** Start of Recorded data **

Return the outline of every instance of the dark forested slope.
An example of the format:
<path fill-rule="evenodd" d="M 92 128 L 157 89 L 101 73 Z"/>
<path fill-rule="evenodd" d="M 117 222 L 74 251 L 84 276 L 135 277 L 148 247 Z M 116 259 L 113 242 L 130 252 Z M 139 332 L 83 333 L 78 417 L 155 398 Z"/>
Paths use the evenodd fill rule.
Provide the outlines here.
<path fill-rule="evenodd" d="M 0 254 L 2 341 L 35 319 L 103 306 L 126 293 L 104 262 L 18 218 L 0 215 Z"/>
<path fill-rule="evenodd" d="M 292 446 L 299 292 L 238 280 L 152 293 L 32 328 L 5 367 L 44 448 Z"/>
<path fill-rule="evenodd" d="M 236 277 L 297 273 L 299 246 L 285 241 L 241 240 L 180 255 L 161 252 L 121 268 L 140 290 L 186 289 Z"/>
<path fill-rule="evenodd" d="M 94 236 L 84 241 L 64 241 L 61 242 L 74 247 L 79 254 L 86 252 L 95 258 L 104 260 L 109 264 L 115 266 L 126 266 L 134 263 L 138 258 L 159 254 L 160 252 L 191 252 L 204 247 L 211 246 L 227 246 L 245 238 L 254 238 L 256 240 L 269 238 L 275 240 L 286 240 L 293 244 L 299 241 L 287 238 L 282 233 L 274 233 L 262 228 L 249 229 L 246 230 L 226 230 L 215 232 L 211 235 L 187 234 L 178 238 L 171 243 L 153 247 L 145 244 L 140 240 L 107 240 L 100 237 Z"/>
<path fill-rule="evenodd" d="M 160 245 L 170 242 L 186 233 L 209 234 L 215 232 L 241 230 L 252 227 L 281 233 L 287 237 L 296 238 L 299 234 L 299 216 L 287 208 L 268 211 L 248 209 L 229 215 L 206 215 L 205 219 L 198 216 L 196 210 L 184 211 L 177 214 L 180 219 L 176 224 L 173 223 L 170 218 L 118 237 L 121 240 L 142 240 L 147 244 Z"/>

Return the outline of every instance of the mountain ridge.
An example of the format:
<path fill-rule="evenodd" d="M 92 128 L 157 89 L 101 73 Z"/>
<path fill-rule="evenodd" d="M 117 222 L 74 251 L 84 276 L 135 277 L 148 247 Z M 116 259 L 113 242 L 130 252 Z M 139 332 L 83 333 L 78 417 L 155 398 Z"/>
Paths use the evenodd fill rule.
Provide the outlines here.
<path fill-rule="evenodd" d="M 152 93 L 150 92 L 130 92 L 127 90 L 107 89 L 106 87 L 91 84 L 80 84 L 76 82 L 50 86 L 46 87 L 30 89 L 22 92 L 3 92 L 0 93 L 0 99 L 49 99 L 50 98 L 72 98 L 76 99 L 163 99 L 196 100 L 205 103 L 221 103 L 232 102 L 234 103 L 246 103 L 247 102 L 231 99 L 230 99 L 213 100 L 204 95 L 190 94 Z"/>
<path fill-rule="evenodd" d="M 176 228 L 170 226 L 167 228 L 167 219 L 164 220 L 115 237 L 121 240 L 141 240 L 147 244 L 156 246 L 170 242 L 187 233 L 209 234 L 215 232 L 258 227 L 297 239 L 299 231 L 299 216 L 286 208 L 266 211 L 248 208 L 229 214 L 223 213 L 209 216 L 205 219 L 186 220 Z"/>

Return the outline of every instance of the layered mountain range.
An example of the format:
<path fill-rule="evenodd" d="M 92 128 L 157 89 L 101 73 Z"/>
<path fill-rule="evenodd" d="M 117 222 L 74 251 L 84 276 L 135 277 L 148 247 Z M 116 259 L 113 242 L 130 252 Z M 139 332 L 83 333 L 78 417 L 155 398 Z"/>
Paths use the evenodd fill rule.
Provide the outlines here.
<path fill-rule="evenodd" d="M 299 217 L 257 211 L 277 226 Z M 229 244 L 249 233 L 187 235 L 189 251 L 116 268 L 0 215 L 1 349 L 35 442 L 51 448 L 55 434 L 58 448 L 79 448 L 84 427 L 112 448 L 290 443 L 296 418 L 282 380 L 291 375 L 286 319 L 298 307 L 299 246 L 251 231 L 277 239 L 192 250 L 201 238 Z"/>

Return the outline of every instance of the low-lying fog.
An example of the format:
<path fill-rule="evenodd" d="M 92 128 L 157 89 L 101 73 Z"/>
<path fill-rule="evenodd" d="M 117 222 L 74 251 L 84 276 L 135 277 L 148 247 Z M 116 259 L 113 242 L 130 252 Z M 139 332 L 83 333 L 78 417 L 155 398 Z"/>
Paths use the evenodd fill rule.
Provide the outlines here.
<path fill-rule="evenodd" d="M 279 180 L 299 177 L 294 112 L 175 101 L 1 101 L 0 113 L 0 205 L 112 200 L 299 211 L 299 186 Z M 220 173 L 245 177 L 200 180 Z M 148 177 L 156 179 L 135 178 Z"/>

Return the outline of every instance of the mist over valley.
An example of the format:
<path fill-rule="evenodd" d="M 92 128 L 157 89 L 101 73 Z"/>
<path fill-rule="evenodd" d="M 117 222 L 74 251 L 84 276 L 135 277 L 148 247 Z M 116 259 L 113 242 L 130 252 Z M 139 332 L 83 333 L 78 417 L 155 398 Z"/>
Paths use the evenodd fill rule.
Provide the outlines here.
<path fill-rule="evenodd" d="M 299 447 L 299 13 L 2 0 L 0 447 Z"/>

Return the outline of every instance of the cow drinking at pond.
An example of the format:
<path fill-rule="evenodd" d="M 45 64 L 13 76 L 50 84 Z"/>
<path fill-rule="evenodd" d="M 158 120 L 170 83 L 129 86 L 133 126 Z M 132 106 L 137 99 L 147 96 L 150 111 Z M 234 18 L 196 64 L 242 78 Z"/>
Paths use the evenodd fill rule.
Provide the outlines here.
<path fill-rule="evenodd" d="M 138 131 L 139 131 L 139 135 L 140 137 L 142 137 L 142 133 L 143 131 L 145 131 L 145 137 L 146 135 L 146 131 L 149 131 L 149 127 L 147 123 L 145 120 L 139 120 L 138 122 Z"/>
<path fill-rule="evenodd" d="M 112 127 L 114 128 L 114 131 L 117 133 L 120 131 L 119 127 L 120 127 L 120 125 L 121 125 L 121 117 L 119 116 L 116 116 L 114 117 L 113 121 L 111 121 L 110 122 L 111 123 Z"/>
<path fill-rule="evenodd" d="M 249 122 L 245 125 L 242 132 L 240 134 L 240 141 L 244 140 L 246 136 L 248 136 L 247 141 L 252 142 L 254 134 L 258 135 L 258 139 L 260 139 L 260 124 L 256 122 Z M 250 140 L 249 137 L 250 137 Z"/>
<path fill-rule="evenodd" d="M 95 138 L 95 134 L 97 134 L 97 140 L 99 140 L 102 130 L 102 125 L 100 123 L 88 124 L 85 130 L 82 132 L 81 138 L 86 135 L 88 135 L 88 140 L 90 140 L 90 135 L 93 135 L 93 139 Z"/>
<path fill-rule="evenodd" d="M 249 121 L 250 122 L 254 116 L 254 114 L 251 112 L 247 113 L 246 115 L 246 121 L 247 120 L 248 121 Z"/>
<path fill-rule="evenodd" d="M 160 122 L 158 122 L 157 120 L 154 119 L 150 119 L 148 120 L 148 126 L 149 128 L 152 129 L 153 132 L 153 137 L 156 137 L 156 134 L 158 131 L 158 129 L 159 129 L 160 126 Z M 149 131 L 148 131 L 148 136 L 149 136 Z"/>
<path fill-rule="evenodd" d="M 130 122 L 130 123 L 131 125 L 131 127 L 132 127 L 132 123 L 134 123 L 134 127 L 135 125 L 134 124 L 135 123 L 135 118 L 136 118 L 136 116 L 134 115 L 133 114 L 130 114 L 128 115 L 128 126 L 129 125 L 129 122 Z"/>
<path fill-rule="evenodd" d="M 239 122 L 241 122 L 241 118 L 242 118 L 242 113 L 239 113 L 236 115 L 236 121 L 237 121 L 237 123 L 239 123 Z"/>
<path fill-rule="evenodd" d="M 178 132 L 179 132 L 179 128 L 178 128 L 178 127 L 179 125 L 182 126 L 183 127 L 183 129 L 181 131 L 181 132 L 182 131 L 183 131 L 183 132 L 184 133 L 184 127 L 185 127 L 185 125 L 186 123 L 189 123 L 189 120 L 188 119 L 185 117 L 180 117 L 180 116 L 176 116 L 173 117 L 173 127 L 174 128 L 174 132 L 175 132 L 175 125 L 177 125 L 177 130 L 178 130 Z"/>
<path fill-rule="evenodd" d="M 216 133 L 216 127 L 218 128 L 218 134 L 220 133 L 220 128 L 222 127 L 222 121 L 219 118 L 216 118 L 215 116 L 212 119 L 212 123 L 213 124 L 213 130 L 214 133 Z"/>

** End of Recorded data **

*Goal of the exercise*
Starting at the first line and ending at the one containing "160 245 L 170", rewrite these lines as a Markdown table with the columns No. and Line. Give each line its own numbered row, and leave out blank lines.

*Answer to this task*
| No. | Line |
|---|---|
| 1 | Return the outline of every instance of the dark forested slope. |
| 2 | An example of the format: |
| 3 | <path fill-rule="evenodd" d="M 92 128 L 157 89 L 101 73 Z"/> |
| 4 | <path fill-rule="evenodd" d="M 117 222 L 74 251 L 84 276 L 135 277 L 148 247 Z M 116 259 L 113 242 L 130 252 Z M 139 332 L 83 333 L 78 417 L 155 398 Z"/> |
| 5 | Paths use the evenodd fill rule. |
| 6 | Provide the outlines here. |
| 7 | <path fill-rule="evenodd" d="M 0 254 L 2 341 L 35 319 L 103 306 L 126 293 L 104 262 L 18 218 L 0 215 Z"/> |
| 8 | <path fill-rule="evenodd" d="M 292 446 L 299 292 L 238 280 L 152 293 L 32 328 L 5 367 L 44 448 Z"/> |
| 9 | <path fill-rule="evenodd" d="M 236 277 L 297 273 L 299 246 L 285 241 L 241 240 L 180 255 L 161 252 L 121 268 L 140 290 L 186 289 Z"/> |
| 10 | <path fill-rule="evenodd" d="M 94 236 L 84 241 L 64 241 L 61 242 L 74 247 L 79 254 L 86 252 L 95 258 L 104 260 L 109 264 L 115 266 L 126 266 L 134 263 L 138 258 L 159 254 L 160 252 L 191 252 L 204 247 L 211 246 L 227 246 L 245 238 L 254 238 L 256 240 L 269 238 L 275 240 L 286 240 L 293 244 L 299 241 L 287 238 L 282 233 L 274 233 L 262 228 L 249 229 L 246 230 L 226 230 L 215 232 L 211 235 L 187 234 L 178 238 L 171 243 L 153 247 L 145 244 L 140 240 L 107 240 L 100 237 Z"/> |
| 11 | <path fill-rule="evenodd" d="M 160 245 L 170 242 L 186 233 L 209 234 L 215 232 L 241 230 L 252 227 L 281 233 L 287 237 L 296 238 L 299 234 L 299 216 L 287 208 L 268 211 L 248 209 L 229 215 L 206 215 L 205 219 L 198 216 L 196 210 L 184 211 L 177 214 L 180 219 L 176 224 L 173 223 L 170 218 L 118 237 L 121 240 L 142 240 L 147 244 Z"/> |